> **EXERCISE BRIEF**:
Go through the records and give each one again exactly.
== == ==
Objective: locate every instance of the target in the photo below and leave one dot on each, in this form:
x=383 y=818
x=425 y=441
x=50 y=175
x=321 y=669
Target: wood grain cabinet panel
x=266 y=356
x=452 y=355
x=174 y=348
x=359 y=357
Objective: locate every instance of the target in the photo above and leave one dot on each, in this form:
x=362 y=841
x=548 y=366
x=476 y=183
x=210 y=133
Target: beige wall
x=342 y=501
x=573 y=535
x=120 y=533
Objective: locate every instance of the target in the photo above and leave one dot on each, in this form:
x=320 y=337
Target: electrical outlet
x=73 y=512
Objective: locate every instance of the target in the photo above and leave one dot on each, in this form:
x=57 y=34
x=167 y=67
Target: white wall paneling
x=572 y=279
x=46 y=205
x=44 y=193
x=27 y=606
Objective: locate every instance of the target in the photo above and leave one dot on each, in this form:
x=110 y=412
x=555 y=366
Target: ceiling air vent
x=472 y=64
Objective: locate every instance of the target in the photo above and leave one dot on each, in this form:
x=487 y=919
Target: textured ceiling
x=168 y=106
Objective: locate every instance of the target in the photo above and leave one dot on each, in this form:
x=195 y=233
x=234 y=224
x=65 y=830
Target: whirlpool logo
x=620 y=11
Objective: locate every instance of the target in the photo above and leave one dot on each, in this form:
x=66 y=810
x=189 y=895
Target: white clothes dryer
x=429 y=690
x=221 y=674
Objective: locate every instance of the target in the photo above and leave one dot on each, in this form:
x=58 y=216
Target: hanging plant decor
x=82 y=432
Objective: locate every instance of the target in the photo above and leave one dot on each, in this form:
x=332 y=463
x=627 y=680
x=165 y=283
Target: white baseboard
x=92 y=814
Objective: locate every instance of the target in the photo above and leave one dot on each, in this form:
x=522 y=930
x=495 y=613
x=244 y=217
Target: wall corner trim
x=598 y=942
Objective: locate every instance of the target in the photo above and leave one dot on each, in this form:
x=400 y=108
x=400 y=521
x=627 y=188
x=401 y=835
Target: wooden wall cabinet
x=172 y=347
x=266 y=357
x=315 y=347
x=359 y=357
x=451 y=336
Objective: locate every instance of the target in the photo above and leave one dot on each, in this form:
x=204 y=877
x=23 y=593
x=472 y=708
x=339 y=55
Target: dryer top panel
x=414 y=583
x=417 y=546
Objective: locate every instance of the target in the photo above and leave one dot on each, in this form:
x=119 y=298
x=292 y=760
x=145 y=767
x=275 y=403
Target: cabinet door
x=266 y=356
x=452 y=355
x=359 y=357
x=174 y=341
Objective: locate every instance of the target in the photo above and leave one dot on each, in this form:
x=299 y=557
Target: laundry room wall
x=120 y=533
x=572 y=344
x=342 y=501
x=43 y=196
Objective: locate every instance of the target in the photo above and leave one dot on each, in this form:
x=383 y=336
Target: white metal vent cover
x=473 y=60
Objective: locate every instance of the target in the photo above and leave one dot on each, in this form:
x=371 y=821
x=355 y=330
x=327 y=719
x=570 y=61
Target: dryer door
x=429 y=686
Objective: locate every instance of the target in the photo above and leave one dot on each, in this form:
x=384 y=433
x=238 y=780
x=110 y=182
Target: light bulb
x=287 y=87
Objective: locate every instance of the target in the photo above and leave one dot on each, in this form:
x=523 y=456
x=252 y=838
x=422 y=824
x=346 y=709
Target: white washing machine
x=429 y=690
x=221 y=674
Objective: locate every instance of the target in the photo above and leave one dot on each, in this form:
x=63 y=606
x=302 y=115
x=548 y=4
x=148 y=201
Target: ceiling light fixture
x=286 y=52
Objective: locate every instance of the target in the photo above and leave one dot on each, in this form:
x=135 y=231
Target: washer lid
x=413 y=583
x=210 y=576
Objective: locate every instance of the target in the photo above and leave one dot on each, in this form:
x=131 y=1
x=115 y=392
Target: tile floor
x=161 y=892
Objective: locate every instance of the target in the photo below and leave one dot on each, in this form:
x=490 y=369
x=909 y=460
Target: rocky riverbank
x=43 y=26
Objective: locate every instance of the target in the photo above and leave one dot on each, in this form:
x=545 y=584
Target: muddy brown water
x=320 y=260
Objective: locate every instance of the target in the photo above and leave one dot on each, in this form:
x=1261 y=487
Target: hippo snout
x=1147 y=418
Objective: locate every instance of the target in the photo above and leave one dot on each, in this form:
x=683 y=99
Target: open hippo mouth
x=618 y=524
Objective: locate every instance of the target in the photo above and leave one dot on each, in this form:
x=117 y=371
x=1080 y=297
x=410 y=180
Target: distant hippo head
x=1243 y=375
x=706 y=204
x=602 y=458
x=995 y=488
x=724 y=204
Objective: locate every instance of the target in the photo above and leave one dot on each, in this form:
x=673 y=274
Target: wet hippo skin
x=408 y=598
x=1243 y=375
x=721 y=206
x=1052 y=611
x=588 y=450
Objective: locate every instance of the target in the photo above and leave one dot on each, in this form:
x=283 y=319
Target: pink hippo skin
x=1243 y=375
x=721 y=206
== == ==
> **ANSWER BOX**:
Objective: locate every instance of the target in the photo below and leave one dot on each, in this form:
x=383 y=818
x=425 y=441
x=50 y=175
x=321 y=669
Target: wood grain cabinet panel
x=266 y=356
x=452 y=355
x=174 y=348
x=359 y=357
Objective: locate every instance of the target in the photo above and leave one dot on each, in this form:
x=362 y=841
x=548 y=366
x=476 y=183
x=210 y=133
Target: beige wall
x=342 y=501
x=573 y=535
x=120 y=533
Objective: locate every instance of the target in the photo above and leave one dot on each, in this form:
x=320 y=337
Target: electrical outlet
x=73 y=512
Objective: locate every instance of the target in the photo above and leave one dot on each, in this form:
x=57 y=34
x=167 y=67
Target: white wall paneling
x=572 y=279
x=46 y=205
x=44 y=193
x=27 y=606
Objective: locate every instance of the target in the photo above and leave one dot on each, in this form:
x=110 y=412
x=555 y=366
Target: ceiling air vent
x=472 y=64
Objective: locate every instance of the target in the photo above and leave one dot on each, in this form:
x=487 y=919
Target: textured ceiling
x=168 y=106
Objective: locate every instance of the target in the photo above and leave one dot on each, in this form:
x=195 y=233
x=234 y=224
x=65 y=830
Target: whirlpool logo
x=620 y=11
Objective: locate every instance of the target in the photo above and leave one dot on each, in this form:
x=66 y=810
x=189 y=895
Target: white clothes dryer
x=429 y=690
x=221 y=674
Objective: locate every instance of the target in the photo above and leave one dot on each, in this form:
x=58 y=216
Target: hanging plant decor
x=82 y=432
Objective: locate every instance of the target in the photo above and leave one dot on each, in this form:
x=332 y=463
x=627 y=680
x=165 y=283
Target: white baseboard
x=92 y=814
Objective: locate every instance of the target in the photo above and leave one dot on each, in this form:
x=522 y=930
x=495 y=613
x=244 y=217
Target: wall corner trim
x=598 y=942
Objective: locate every instance of the target in the photo above and leave one dot on each, in this form:
x=400 y=108
x=400 y=521
x=627 y=188
x=401 y=835
Target: wooden wall cabinet
x=172 y=347
x=266 y=357
x=315 y=347
x=359 y=357
x=451 y=336
Objective: locate every instance of the target in the photo above and leave one dot on each, in this form:
x=204 y=877
x=23 y=593
x=472 y=708
x=339 y=55
Target: dryer top panel
x=414 y=583
x=417 y=546
Objective: locate every instance of the target in the photo above and leave one dot on each, in this form:
x=119 y=298
x=292 y=760
x=145 y=767
x=275 y=403
Target: cabinet door
x=266 y=356
x=452 y=355
x=359 y=357
x=174 y=341
Objective: locate every instance of the target in the photo above and leave one dot on each, in this form:
x=299 y=557
Target: laundry room wall
x=120 y=533
x=572 y=344
x=342 y=501
x=43 y=196
Objective: locate every instance of the target in the photo above and leave one dot on each, in this form:
x=383 y=336
Target: white metal vent cover
x=473 y=60
Objective: locate every instance of the target in the photo above and leave one dot on each, in this form:
x=371 y=821
x=355 y=330
x=327 y=719
x=570 y=61
Target: dryer door
x=429 y=686
Objective: locate every instance of the target in the photo above and leave one dot on each, in this form:
x=384 y=433
x=238 y=780
x=110 y=182
Target: light bulb
x=287 y=87
Objective: locate every instance of the target in the photo above and leave one dot on each, in this form:
x=523 y=456
x=252 y=838
x=422 y=824
x=346 y=709
Target: white washing machine
x=429 y=690
x=221 y=674
Objective: locate every instance of the target in the photo above and leave one dot on each, in this form:
x=63 y=606
x=302 y=115
x=548 y=4
x=148 y=201
Target: ceiling light fixture
x=286 y=52
Objective: locate every instance of the target in the photo above and leave one dot on each, in this form:
x=135 y=231
Target: washer lid
x=413 y=583
x=210 y=576
Objective: locate every instance of the target in the photo above and leave one dot on each, in this form:
x=131 y=1
x=115 y=392
Target: tile floor
x=161 y=892
Objective: locate every instance of the target in the photo below and leave one dot on each, in this form:
x=490 y=369
x=909 y=460
Target: rocky riverbank
x=43 y=26
Objective: locate every instance of the target in the photo above and leave one dot on each, in this form:
x=545 y=584
Target: muddy brown water
x=320 y=260
Objective: locate every instance of the target in the photo above and leave one dot on each, in this form:
x=1261 y=487
Target: hippo snout
x=1147 y=418
Objective: locate every instance of the target in the photo above and leave one dot on each, in this form:
x=683 y=99
Target: open hippo mouth
x=618 y=524
Objective: locate every instance of the target in the photo above and leave one dot on each, in this form:
x=117 y=371
x=1080 y=297
x=410 y=180
Target: distant hippo head
x=1243 y=375
x=706 y=204
x=602 y=458
x=995 y=488
x=724 y=204
Objective: locate every instance of the target in the photo above and leave one dot on each, in this form:
x=673 y=274
Target: wet hippo skin
x=408 y=598
x=1243 y=375
x=721 y=206
x=1052 y=611
x=588 y=450
Objective: locate every instance of the target in the photo above and leave one dot on each, in this form:
x=283 y=319
Target: pink hippo skin
x=1243 y=375
x=721 y=206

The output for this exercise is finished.